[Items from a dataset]

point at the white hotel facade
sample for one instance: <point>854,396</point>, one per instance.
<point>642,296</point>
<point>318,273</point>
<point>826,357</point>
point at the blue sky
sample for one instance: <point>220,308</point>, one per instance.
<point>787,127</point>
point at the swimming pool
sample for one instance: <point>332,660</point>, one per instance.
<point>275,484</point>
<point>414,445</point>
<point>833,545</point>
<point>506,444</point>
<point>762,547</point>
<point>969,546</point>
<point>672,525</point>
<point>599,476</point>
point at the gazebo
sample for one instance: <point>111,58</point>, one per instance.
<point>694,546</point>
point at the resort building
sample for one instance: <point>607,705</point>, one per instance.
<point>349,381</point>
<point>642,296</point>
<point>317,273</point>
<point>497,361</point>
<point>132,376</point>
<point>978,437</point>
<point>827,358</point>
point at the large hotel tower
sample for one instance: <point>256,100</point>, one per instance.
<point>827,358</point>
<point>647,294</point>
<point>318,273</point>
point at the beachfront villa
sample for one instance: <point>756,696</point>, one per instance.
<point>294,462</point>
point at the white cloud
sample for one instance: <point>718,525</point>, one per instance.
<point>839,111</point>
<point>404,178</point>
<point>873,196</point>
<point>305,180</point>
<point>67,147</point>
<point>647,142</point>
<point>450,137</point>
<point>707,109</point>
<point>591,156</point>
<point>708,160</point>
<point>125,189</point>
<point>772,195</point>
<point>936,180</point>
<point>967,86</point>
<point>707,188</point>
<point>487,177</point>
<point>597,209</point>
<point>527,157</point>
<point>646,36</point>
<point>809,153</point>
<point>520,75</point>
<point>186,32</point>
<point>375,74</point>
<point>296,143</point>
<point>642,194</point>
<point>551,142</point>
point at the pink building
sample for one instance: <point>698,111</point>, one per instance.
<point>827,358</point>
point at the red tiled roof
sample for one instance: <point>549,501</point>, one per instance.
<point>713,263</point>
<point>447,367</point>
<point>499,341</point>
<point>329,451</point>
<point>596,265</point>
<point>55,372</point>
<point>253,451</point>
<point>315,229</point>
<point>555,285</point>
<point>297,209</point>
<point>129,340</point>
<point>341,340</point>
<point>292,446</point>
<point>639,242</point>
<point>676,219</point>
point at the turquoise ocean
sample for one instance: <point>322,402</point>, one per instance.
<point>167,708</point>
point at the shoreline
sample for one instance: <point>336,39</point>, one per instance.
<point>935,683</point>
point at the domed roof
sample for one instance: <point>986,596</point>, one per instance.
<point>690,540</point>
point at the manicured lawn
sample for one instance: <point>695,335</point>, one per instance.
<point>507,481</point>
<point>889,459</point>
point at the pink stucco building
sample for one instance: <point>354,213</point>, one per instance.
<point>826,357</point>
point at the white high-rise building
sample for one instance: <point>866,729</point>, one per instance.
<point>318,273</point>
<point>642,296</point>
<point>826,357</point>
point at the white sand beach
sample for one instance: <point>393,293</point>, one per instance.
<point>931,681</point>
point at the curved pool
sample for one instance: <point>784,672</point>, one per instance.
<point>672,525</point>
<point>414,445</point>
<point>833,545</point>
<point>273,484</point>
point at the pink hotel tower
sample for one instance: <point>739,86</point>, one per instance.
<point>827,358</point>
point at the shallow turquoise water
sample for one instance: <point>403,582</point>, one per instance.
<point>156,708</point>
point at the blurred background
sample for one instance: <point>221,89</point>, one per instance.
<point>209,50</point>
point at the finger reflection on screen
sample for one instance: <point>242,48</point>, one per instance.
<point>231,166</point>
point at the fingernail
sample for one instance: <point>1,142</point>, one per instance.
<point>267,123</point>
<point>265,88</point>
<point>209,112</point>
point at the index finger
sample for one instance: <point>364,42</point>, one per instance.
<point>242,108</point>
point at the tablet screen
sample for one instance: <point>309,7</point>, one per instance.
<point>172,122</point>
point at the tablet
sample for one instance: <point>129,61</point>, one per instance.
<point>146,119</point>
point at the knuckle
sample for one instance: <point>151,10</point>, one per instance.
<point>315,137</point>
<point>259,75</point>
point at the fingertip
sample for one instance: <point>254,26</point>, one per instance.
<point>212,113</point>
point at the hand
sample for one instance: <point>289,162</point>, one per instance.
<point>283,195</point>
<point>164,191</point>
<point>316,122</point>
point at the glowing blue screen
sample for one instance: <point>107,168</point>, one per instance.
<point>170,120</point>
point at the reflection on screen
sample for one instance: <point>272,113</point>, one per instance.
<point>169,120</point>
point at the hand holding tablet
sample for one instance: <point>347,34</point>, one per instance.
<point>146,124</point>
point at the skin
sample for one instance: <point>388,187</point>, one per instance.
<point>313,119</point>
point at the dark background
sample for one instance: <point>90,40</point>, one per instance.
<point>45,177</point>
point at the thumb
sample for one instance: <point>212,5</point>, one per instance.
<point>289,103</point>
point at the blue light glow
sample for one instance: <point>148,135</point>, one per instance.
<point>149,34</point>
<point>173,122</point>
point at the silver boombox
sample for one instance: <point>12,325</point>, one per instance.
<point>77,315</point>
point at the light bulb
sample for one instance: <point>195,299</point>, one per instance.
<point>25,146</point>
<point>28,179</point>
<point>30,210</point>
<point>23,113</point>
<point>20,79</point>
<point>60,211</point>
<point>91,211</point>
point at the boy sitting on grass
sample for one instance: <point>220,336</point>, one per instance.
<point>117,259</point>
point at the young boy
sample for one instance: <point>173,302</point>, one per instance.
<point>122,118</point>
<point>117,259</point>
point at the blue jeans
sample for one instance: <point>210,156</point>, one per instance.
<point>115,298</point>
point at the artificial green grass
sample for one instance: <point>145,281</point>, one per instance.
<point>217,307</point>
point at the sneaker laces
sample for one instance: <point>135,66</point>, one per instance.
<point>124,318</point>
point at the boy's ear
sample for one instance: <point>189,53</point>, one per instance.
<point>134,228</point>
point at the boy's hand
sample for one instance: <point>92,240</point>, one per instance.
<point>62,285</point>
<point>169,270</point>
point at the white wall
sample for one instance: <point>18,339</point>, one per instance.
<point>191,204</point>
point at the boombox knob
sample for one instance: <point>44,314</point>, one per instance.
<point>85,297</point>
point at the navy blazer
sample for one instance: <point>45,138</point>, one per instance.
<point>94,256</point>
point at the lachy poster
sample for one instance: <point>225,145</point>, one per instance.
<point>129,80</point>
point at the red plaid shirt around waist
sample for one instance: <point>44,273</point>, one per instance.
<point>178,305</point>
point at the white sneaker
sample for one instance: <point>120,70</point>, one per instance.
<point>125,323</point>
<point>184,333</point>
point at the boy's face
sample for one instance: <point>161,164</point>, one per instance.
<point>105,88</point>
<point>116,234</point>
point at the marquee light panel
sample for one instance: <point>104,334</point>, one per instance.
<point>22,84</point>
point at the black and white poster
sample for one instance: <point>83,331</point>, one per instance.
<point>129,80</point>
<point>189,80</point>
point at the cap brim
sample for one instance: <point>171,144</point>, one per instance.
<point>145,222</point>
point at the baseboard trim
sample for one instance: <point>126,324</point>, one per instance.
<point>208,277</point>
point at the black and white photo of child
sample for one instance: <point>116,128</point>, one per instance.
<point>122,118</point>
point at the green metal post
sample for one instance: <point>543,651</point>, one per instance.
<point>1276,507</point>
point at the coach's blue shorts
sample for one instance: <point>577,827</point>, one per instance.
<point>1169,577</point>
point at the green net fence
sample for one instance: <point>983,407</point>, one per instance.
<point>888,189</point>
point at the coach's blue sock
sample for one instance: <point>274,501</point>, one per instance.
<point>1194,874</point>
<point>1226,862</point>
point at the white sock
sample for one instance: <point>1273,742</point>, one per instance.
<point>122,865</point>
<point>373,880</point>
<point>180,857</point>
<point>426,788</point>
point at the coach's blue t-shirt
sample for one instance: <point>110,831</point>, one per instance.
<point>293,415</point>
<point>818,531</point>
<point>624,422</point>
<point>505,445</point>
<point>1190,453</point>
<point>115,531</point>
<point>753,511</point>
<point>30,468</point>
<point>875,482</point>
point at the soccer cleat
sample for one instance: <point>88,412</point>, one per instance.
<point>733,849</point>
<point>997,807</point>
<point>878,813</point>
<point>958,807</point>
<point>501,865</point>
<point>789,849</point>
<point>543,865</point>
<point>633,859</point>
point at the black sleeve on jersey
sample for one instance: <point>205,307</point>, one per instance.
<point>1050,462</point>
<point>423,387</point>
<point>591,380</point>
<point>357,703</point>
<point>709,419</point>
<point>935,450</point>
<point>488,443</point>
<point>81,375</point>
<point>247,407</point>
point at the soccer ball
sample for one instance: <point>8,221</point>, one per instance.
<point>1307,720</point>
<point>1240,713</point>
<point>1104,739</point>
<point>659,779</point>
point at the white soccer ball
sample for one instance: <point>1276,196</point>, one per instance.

■ STATED GOAL ■
Rewrite the records from the line containing "point at the blurred background" through the line containing "<point>242,108</point>", swapping "fingernail" for "nail" and leaving everything else as it is. Output only those lines.

■ ANSWER TO THIS PROBLEM ■
point at the blurred background
sample for one instance: <point>221,89</point>, one per instance.
<point>209,50</point>
point at the finger reflection on screen
sample for one instance: <point>242,48</point>, one per instance.
<point>231,166</point>
point at the nail
sample for one instance: <point>1,142</point>, one per instance.
<point>267,123</point>
<point>265,88</point>
<point>209,112</point>
point at the index finger
sample for one instance: <point>364,42</point>, one per instance.
<point>242,108</point>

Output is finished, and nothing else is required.